■ WRITTEN TASK 1:
List each line of the records below that contains the string "niche", copying every such line in full.

■ EXCERPT PROVIDED:
[Netarchivesuite-curator] BnF NAS update for July

annick.lefollic at bnf.fr annick.lefollic at bnf.fr
Tue Jul 12 10:36:01 CEST 2016

Hello all,

Each year, the different sections of the  BnF legal deposit department 
give a view of the documents they have received. L’Observatoire du dépôt 
légal : reflet de l’édition contemporaine is now available online (in 
French only):
It gives analysis and raw data from 2015 on seed domains (more than 
900,000 have appeared since the previous year and more than 500,000 have 
disappeared), on format, on http response codes, on the biggest harvested 

This month we also have several project crawls on different themes.

Among these project crawls, the annual one dedicated to French Official 
Publications is still going on with few new aims. Launched in the middle 
of June, it contains a sample of the web social presence of the central 
administration, with the decision to add the social media accounts of 
ministers and public bodies. While this is unfortunately without crawls of 
Facebook pages because of the now well-known problem of captchas, the goal 
is to reflect this type of official communication that was previously not 
so well covered in our selections. The frequence of the crawls of these 
specific ways to promote official publications, administrative and 
political communication could be extended in the future. The traditional 
aim of collecting the "classic" online publications is still relevant, 
with more than 800 URL seeds of traditional websites, crawled with a 
100,000 URL budget for each.

Location identification entries

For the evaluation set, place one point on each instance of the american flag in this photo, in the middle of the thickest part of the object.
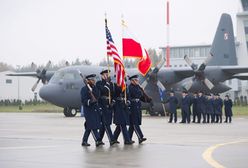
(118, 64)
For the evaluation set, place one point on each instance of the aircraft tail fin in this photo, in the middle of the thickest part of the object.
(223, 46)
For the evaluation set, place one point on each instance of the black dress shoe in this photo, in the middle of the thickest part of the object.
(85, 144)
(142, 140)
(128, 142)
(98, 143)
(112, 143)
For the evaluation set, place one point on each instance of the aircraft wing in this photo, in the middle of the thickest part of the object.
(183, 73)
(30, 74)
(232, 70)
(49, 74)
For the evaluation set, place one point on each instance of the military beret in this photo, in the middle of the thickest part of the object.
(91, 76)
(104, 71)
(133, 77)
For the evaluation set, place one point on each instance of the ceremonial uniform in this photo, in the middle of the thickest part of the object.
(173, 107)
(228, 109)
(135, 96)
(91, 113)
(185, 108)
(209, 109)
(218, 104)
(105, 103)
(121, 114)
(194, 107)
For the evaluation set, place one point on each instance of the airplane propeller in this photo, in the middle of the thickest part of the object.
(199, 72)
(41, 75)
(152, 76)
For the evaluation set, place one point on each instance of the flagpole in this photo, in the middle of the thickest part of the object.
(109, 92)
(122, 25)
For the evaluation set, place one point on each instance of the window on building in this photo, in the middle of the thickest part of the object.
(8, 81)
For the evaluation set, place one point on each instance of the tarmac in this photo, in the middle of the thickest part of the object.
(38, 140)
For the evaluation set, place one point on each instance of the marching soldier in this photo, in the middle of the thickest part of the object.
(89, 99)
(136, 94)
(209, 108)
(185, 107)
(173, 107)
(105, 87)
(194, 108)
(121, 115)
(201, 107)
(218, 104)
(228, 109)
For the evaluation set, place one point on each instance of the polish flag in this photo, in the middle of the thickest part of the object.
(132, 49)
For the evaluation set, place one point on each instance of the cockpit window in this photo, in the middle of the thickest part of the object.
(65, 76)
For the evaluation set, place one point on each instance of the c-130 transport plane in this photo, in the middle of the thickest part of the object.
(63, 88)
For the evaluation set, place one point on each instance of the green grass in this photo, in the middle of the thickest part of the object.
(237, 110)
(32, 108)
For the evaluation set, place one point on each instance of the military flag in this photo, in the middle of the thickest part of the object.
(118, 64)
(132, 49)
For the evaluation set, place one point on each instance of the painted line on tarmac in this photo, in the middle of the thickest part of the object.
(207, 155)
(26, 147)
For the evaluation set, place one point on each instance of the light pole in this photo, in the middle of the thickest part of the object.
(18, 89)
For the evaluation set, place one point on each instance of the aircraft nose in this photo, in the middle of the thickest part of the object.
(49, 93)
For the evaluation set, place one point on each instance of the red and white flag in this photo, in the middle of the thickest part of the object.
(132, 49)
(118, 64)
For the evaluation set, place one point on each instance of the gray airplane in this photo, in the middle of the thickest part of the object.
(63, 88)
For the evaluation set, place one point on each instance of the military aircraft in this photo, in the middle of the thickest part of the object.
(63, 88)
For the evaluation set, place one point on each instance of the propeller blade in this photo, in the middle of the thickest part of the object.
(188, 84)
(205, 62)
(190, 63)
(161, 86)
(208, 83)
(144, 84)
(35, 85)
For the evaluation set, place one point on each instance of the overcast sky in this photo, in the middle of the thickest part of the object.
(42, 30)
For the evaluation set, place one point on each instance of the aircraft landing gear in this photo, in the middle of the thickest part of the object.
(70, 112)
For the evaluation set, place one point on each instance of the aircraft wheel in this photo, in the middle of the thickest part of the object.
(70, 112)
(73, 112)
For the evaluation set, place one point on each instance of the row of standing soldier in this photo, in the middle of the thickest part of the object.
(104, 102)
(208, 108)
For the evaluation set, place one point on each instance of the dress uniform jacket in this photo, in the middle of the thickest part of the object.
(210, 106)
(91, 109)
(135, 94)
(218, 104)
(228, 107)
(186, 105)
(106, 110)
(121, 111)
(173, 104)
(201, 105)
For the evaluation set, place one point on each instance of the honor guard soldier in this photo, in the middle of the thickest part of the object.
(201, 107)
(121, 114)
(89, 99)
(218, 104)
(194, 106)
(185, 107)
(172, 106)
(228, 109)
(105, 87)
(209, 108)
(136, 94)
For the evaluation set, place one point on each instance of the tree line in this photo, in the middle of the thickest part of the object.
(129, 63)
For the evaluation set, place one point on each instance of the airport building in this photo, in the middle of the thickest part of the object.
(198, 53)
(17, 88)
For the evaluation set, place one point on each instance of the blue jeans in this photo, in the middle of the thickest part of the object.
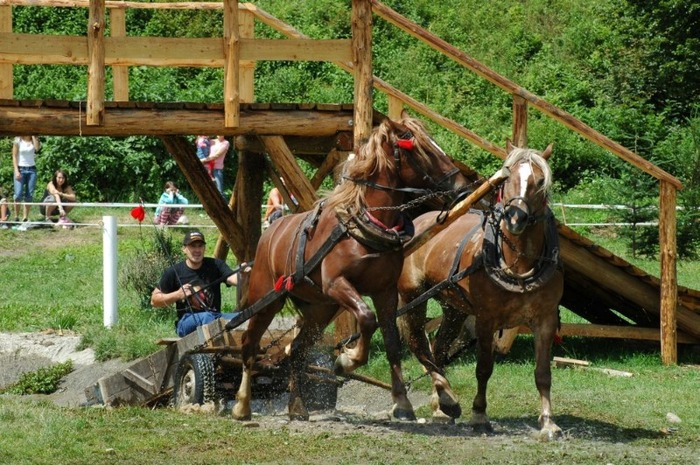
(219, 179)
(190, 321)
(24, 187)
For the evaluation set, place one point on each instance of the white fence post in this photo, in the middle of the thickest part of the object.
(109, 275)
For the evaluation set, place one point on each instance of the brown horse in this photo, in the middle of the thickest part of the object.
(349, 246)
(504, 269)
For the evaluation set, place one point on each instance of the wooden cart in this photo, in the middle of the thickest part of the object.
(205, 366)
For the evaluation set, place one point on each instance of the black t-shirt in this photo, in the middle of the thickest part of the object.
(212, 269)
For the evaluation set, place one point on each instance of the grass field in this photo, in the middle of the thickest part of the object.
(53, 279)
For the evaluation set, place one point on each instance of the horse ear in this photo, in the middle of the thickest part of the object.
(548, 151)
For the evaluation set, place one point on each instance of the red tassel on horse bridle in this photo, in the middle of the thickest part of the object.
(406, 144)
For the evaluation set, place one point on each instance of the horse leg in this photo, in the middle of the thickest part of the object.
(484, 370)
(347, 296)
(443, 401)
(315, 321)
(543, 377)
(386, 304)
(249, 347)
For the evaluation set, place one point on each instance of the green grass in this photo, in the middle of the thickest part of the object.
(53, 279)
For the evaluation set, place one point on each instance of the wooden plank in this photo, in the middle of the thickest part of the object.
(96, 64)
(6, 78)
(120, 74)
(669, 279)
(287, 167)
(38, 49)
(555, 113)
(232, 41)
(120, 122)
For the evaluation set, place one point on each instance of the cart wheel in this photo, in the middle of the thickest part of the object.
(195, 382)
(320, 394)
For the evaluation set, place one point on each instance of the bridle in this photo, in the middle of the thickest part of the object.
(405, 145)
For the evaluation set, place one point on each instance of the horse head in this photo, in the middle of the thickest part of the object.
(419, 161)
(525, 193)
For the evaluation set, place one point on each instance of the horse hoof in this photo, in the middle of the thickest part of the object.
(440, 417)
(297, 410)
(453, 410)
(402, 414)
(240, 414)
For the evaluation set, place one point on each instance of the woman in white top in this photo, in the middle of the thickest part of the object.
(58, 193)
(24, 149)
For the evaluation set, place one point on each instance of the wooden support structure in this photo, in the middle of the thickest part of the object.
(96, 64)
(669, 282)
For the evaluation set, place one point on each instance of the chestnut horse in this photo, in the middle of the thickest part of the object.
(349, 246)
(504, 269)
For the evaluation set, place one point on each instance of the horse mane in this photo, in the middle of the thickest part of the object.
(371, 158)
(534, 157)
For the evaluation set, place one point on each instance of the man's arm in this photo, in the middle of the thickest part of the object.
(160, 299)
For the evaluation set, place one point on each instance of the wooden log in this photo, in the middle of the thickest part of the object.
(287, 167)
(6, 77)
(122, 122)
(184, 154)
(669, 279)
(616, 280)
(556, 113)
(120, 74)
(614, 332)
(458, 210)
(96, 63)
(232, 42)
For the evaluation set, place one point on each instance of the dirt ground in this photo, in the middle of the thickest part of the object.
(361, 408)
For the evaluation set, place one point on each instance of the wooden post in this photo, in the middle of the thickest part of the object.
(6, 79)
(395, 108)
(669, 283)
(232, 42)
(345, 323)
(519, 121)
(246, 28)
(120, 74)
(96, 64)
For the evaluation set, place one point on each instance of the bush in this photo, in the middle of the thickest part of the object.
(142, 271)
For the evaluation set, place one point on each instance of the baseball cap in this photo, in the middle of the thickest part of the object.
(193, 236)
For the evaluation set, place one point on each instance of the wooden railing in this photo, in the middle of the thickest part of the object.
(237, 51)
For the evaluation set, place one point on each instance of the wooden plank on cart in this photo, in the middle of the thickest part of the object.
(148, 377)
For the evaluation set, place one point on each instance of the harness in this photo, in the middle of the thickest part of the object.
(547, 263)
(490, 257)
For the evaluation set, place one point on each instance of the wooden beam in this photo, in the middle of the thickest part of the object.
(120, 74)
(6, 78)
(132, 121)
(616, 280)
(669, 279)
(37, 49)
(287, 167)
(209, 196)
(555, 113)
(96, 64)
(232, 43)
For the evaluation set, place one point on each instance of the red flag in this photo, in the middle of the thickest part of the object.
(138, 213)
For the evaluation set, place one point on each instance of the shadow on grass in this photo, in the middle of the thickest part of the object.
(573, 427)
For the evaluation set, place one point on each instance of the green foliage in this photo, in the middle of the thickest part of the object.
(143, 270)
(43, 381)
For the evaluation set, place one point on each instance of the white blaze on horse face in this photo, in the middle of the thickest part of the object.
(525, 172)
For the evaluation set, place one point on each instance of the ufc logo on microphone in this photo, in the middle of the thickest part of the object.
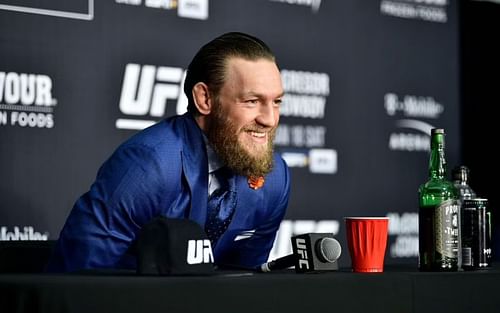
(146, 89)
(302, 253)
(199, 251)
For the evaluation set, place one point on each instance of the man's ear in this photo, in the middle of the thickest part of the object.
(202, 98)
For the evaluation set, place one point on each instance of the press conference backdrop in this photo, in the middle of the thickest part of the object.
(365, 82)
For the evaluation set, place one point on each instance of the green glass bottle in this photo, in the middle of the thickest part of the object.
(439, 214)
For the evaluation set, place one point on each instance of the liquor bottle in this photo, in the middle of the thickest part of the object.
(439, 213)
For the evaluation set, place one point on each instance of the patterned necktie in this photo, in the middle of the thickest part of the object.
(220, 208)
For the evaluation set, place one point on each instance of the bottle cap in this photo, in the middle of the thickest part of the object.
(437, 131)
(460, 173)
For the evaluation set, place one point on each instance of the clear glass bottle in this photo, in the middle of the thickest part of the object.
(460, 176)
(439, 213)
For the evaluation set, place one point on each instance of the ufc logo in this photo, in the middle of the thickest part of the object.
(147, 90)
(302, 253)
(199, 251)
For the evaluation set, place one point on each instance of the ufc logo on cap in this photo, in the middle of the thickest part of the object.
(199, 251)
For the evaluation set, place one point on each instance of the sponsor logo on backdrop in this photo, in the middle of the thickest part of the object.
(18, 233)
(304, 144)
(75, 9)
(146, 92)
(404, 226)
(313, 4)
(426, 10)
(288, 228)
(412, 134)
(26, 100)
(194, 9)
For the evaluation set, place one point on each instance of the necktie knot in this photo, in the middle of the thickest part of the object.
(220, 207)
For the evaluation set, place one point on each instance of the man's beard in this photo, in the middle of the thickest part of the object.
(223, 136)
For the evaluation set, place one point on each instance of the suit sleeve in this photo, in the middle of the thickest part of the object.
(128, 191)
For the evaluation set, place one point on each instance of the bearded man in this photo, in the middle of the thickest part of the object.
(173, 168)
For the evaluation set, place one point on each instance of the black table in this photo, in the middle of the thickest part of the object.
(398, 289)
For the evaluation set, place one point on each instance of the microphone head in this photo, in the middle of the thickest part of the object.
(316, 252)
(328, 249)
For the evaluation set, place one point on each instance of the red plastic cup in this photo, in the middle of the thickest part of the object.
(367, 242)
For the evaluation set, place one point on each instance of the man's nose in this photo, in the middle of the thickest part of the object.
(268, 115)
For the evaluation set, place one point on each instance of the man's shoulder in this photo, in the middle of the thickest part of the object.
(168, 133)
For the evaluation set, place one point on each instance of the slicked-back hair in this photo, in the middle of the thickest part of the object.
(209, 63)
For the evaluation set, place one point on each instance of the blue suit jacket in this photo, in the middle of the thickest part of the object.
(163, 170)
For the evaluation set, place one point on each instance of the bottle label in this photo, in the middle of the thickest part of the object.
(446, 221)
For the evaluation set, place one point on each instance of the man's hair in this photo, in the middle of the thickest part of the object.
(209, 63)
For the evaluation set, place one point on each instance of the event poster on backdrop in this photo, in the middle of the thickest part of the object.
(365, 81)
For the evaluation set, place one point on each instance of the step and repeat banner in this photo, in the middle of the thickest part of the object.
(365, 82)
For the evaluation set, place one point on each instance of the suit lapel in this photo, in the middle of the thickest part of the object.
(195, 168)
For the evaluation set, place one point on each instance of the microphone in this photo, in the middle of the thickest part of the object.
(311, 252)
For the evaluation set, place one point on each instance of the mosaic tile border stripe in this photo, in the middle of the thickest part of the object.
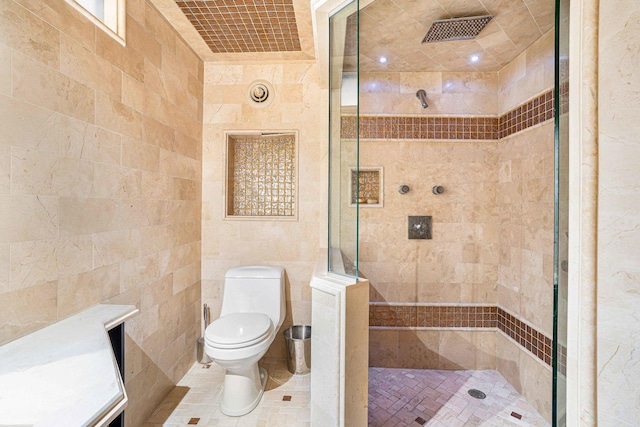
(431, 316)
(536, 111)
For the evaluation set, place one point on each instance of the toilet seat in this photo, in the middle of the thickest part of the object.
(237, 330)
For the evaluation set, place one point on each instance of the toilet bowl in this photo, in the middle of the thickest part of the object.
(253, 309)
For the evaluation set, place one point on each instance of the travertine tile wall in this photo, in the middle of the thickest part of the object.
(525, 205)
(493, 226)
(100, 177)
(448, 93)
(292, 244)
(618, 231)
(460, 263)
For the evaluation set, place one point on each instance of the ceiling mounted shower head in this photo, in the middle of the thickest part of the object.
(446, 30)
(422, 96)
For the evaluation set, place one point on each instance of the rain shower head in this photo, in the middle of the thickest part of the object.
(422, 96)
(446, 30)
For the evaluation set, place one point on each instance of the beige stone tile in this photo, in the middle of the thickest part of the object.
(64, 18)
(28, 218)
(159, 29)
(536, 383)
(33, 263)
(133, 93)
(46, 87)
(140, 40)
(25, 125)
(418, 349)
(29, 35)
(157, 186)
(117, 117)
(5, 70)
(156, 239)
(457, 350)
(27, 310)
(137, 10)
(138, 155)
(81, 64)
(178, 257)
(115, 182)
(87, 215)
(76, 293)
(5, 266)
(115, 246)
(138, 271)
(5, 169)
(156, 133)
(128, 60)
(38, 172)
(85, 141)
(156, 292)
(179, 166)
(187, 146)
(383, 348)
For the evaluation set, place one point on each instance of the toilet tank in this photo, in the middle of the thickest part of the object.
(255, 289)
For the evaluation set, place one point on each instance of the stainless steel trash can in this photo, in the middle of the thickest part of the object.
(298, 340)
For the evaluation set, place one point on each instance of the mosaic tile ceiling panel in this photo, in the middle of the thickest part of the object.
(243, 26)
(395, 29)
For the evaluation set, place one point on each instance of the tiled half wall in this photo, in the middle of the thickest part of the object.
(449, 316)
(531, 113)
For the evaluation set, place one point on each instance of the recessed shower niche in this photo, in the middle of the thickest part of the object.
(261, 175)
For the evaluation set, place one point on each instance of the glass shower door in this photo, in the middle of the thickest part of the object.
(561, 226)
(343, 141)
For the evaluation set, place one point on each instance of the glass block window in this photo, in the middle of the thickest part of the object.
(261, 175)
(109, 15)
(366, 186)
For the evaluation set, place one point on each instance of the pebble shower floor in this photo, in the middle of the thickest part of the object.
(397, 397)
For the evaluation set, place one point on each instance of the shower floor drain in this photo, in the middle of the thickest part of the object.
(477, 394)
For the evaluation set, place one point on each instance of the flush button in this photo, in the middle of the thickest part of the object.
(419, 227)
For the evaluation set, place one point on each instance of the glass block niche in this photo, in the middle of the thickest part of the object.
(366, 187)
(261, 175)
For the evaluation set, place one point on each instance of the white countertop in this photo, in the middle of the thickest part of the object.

■ WRITTEN TASK 2:
Reproduce the stretch of the BnF update above from "annick.lefollic at bnf.fr annick.lefollic" through "on different themes.", word for word.

■ WORKED ANSWER 1:
For the evaluation set, place one point on each instance of the recessed shower niche in this photo, in the middle of the thickest part of the object.
For the evaluation set, place one point on each instance of the glass block niche in this photo, in the middle of the thickest part of the object.

■ WORKED ANSWER 2:
annick.lefollic at bnf.fr annick.lefollic at bnf.fr
Tue Jul 12 10:36:01 CEST 2016

Hello all,

Each year, the different sections of the  BnF legal deposit department 
give a view of the documents they have received. L’Observatoire du dépôt 
légal : reflet de l’édition contemporaine is now available online (in 
French only):
It gives analysis and raw data from 2015 on seed domains (more than 
900,000 have appeared since the previous year and more than 500,000 have 
disappeared), on format, on http response codes, on the biggest harvested 

This month we also have several project crawls on different themes.